→ **What is asked**: In the X-ray mirror passage, translate this sentence into Spanish: "On Thursday we installed the InFOCuS X-ray mirror in the X-Calibur telescope."

-- start Provided passage --

Installing and aligning the X-ray mirror

On Thursday we installed the InFOCuS X-ray mirror in the X-Calibur telescope. The mirror with a focal length of 8m focuses X-rays onto the detector by deflecting them at a very small angle off 255 nested conical aluminum shells. Each shell has about 200 alternating thin layers of platinum and carbon. We have written about the X-ray mirror and the alignment procedure in the past, so here I will just summarize it and focus on something new we introduced this time.

Henric Krawczynski, Hiromitsu Takahashi, and Takashi Okajima (from left to right) installing the X-ray mirror on the telescope truss.

In order for X-Calibur to work properly the mirror, which basically has the same effect as a focusing lens, must focus X-rays onto the center of a Beryllium cylinder with a diameter of 12mm. The closer to the center the better: if the focal spot remains within 1mm of the center no corrections are necessary, if it is within 3mm we can correct for that offset without loss of precision. This close alignment is achieved through a procedure consisting of multiple steps based on the fact that the X-ray mirror focuses visible light in the same way as it focuses X-rays. X-Calibur team member Takashi Okajima from NASA’s Goddard Space Flight Center attached two cameras to the center of the X-ray mirror. One views the sky as seen from the mirror (let’s call that the “forward-looking camera”), and the other the detector (let’s call that the “back-looking camera”). In his lab he then used the mirror with those cameras attached to focus a parallel beam of light onto a plane 8m from the mirror. He then recorded the spot of light from the parallel beam in the forward-looking camera, and the focused spot in the back-looking camera. After installation of the mirror we have to align it using shims such that the detector is in the same spot as the focused light in the back-looking camera in the lab. This is essentially the procedure we used last time.

-- end Provided passage --
-- start Raw data --

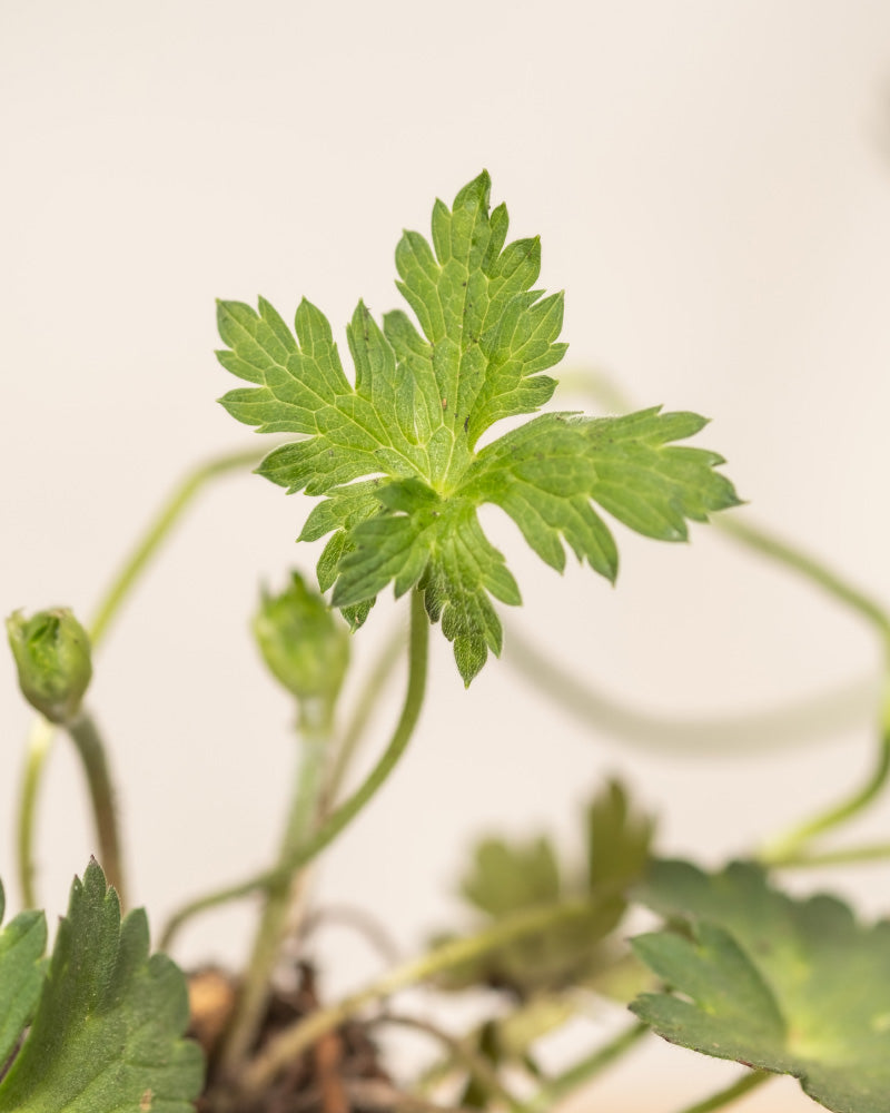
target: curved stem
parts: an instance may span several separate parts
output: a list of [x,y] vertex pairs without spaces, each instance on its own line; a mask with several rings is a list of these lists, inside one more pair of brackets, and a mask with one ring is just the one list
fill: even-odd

-- end Raw data --

→ **Reply to the exercise**: El jueves instalamos el espejo de rayos X InFOCuS en el telescopio X-Calibur.